TO DO: Will you give every entry again exactly as it stands?

RECORDS FOR THIS TASK:
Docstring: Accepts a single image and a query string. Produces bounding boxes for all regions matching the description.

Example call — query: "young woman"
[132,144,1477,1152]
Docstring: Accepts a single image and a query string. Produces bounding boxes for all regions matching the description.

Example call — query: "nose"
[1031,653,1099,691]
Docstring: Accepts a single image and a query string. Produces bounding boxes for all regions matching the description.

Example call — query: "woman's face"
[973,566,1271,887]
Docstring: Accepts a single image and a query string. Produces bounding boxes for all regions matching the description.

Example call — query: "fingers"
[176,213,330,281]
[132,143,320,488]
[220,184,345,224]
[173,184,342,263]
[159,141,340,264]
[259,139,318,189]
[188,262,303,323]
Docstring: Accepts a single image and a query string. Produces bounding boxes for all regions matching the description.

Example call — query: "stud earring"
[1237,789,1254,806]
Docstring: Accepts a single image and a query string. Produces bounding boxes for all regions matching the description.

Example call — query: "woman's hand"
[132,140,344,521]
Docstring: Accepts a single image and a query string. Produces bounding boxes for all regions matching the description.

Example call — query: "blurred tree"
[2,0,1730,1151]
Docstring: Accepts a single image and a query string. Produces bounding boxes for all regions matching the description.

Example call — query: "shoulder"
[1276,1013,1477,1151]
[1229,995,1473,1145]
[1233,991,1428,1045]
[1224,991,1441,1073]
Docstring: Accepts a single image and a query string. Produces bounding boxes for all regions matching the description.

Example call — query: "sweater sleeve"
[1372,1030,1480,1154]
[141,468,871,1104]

RESULT FOR THIS TASK:
Docstring: Accepts a single image and a query string. Produces bounding boxes for all regions matching the description.

Example call — query: "young woman"
[132,144,1477,1152]
Docstring: Accepts a single image and a query string. Produces bounding boxes for all regions matching the description.

Example call — query: "nose"
[1031,653,1099,691]
Docstring: Accepts a single image and a query string. Produces bounding boxes for all regions matching the description.

Example call — query: "woman's face"
[973,566,1271,887]
Docstring: Accepts a single image and a query string. Produces bounding boxes for all regions matching the description.

Example call — query: "fingers"
[176,213,330,281]
[132,143,320,488]
[220,184,345,224]
[173,184,342,263]
[159,141,340,264]
[259,139,318,189]
[188,262,303,323]
Docstring: Accepts a single image and a query string. Produces bounding boxes for all regions matching the description.

Example call — query: "stud earring"
[1237,789,1254,806]
Docstring: Accepts a single image and a query string. Produces bounding boxes for all regions matching the description.

Example call — query: "woman's hand"
[132,140,344,521]
Docstring: Accepts a single image and a query string. Produces bounding boxes for all regions matching the description.

Example call — query: "blurred tree"
[2,0,1730,1151]
Docstring: Accepts a single image and a query string. Produces bounding boxes for all regions matching the description.

Example call — query: "shoulder"
[1276,1013,1477,1151]
[1229,995,1473,1145]
[1233,991,1428,1045]
[1224,991,1441,1073]
Docstring: Accepts a single image and a query string. Produces bounding boxes for all regions matching the description.

Example call — query: "sweater sleeve"
[1372,1030,1480,1154]
[141,468,871,1104]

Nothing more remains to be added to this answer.